What to produce:
Please reproduce word for word the lines of the listing below, from the line with "Flag the gray sweatpant in this screenshot." up to and including the line with "[296,267,315,301]", and nothing else.

((

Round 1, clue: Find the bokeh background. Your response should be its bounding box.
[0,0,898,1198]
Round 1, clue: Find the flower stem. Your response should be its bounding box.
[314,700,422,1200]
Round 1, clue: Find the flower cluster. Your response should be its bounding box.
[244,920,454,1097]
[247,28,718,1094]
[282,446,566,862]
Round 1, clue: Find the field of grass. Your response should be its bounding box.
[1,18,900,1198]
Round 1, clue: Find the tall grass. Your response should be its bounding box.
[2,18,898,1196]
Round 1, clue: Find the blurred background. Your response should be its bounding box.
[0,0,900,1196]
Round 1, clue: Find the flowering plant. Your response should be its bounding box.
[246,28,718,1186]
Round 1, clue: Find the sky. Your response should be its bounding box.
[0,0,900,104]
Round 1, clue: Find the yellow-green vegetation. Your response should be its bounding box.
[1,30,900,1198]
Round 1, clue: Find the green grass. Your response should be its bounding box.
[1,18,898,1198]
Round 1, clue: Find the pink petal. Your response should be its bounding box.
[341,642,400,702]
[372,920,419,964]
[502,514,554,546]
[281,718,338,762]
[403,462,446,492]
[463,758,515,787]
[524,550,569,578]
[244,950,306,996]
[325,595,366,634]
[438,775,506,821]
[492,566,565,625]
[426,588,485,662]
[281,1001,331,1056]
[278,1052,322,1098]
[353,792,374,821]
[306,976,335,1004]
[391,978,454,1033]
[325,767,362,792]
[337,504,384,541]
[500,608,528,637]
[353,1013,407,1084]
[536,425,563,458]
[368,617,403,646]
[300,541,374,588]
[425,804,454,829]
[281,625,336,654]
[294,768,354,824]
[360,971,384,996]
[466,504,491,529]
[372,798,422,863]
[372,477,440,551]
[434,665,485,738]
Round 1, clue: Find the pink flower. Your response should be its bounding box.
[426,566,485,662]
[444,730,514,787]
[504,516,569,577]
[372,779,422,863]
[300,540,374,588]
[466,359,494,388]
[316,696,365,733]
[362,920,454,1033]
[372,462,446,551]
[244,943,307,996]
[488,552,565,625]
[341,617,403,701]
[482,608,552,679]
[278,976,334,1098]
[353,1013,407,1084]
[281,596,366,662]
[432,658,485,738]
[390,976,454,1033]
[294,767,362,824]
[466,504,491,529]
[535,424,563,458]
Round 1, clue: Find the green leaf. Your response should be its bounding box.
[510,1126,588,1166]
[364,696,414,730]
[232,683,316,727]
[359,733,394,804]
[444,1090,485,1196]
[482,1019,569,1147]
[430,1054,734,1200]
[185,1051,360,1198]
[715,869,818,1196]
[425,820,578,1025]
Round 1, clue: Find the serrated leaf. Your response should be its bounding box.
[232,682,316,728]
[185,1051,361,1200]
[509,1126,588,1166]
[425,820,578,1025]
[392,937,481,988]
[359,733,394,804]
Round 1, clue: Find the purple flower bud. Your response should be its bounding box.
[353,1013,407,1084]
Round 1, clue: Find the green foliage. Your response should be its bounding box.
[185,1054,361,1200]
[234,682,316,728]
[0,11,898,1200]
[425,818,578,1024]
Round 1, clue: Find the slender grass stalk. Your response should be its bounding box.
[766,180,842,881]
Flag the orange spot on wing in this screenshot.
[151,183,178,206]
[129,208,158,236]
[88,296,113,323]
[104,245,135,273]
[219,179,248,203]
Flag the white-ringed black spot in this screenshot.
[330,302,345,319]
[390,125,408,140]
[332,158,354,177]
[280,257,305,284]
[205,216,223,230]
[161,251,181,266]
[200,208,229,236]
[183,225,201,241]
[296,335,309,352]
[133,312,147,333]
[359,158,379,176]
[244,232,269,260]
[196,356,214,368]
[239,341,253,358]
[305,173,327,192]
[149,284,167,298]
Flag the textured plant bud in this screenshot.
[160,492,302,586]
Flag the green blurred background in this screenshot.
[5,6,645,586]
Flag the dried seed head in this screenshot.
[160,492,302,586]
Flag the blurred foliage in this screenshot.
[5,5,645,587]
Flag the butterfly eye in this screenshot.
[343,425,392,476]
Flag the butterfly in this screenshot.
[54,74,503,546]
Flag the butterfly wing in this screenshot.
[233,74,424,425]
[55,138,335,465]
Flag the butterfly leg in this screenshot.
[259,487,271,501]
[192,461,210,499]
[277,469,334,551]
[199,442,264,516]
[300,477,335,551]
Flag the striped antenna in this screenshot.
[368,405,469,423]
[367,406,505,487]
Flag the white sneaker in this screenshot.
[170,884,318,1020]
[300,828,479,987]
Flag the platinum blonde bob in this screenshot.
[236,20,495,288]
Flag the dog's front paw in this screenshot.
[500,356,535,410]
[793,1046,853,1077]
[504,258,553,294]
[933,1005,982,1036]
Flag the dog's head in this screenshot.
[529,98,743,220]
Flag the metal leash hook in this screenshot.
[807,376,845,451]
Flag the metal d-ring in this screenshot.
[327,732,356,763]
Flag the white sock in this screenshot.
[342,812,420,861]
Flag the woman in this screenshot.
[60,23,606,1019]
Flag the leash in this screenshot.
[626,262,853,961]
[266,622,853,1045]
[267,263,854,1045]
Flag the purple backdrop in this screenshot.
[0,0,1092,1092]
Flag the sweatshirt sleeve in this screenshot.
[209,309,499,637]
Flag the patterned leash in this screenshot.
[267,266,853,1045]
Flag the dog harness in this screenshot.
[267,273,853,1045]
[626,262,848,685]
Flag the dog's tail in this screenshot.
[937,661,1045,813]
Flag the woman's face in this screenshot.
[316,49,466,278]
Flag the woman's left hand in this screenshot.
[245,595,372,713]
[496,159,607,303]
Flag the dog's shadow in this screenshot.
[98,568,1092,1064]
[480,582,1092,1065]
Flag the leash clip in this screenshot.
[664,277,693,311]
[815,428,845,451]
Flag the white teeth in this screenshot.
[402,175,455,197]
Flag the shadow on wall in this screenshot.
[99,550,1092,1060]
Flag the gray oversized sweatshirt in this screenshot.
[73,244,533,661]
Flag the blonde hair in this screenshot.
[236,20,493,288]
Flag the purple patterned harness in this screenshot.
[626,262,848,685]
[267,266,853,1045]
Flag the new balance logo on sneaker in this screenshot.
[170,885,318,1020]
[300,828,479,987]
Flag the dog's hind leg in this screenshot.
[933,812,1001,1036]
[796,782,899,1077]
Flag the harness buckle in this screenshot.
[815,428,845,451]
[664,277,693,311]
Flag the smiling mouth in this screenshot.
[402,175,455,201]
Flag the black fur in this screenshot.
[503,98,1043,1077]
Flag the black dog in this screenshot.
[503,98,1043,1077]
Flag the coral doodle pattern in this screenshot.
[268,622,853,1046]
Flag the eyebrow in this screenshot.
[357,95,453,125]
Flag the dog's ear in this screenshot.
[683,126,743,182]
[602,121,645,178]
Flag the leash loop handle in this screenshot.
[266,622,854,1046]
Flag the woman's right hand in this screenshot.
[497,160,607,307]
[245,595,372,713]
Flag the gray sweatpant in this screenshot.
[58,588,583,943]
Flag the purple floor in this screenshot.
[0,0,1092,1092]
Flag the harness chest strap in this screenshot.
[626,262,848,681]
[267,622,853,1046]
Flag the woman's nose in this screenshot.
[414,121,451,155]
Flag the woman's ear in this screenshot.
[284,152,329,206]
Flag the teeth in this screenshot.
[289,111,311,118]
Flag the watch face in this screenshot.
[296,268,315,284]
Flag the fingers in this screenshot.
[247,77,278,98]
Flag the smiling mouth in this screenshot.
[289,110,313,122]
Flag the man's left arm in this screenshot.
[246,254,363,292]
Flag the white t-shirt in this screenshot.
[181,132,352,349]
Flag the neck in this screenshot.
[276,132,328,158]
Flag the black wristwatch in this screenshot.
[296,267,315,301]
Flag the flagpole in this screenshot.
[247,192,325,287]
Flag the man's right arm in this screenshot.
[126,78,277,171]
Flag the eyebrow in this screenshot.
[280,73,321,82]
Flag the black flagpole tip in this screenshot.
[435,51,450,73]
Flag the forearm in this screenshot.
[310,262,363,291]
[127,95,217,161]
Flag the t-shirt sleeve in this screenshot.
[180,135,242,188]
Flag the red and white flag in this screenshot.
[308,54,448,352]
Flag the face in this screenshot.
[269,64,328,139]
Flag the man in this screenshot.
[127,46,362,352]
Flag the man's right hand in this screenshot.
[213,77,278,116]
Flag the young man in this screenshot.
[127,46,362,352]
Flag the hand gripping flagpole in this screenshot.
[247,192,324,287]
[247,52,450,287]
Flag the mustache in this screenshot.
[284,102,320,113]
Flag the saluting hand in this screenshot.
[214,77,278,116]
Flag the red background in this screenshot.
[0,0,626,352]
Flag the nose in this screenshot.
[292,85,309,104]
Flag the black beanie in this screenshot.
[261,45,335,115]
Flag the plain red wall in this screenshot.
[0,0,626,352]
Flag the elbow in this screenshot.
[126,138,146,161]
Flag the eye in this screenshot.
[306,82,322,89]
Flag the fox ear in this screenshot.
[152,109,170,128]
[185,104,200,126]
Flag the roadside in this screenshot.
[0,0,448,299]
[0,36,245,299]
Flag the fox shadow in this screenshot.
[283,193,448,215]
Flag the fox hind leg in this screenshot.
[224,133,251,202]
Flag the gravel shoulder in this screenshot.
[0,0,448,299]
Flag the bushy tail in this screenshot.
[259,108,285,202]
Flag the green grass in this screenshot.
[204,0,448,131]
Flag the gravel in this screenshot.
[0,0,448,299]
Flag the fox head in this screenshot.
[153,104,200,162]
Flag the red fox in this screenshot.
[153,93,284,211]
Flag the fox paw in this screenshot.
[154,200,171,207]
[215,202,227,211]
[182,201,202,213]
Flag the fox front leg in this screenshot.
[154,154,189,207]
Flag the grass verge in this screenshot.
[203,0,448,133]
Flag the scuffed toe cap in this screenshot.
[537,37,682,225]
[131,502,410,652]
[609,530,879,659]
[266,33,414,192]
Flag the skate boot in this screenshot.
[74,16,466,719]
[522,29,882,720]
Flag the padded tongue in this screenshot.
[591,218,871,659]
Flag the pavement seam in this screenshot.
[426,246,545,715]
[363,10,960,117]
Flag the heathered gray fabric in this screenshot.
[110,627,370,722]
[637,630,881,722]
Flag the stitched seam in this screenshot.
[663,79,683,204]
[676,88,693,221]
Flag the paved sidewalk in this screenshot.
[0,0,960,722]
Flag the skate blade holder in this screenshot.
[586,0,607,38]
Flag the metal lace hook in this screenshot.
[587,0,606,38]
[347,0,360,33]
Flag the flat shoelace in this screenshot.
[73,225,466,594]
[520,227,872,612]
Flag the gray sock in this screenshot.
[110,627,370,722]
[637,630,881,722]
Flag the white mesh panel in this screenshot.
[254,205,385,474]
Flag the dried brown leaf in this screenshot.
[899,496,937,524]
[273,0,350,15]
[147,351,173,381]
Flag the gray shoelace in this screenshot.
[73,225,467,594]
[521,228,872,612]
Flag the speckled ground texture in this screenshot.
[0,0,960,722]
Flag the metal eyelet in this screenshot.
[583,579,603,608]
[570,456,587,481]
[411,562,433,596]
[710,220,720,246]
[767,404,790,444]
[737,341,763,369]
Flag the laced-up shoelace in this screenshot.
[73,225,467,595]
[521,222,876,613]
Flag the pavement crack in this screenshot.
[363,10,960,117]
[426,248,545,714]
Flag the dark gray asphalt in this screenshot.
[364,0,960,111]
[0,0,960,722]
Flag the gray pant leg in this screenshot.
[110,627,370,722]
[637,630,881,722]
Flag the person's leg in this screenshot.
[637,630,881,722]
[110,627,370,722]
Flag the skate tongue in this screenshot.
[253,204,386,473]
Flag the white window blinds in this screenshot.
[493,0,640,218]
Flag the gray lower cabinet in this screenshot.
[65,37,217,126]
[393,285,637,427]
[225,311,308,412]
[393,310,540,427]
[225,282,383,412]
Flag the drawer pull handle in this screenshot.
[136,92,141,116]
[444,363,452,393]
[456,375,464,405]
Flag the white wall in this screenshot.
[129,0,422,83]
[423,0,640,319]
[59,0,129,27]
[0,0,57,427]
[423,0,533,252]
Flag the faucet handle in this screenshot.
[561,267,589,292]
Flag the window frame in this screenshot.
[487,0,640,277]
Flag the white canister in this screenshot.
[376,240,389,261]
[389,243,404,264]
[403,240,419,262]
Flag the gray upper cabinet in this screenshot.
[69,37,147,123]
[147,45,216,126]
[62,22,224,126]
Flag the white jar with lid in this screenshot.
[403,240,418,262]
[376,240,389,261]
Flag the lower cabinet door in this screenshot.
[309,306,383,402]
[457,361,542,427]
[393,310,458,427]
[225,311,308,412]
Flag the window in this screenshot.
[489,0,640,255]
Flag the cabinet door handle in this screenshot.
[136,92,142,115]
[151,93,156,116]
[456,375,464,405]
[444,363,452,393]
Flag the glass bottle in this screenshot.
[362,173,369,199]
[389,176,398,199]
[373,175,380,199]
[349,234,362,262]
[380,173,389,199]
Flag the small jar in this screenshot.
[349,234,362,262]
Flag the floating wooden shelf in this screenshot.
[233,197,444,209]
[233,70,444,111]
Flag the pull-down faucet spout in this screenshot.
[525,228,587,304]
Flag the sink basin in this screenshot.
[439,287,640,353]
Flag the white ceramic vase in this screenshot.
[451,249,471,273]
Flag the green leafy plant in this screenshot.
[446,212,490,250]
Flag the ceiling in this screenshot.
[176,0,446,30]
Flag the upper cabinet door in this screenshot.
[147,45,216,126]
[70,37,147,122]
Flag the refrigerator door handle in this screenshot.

))

The result:
Flag the gray sweatpant in this screenshot.
[58,588,583,943]
Flag the purple floor in this screenshot.
[0,0,1092,1092]
Flag the harness chest strap in this screenshot.
[626,262,848,681]
[267,622,853,1046]
Flag the woman's nose in this screenshot.
[414,121,451,155]
Flag the woman's ear in this screenshot.
[284,152,329,206]
Flag the teeth in this screenshot.
[289,111,311,118]
Flag the watch face in this screenshot.
[296,268,315,284]
Flag the fingers in this screenshot.
[247,77,278,98]
Flag the smiling mouth in this screenshot.
[289,110,313,122]
Flag the man's left arm in this screenshot.
[246,254,363,292]
Flag the white t-shirt in this screenshot.
[181,132,352,349]
Flag the neck in this screenshot.
[276,132,328,158]
Flag the black wristwatch in this screenshot.
[296,267,315,301]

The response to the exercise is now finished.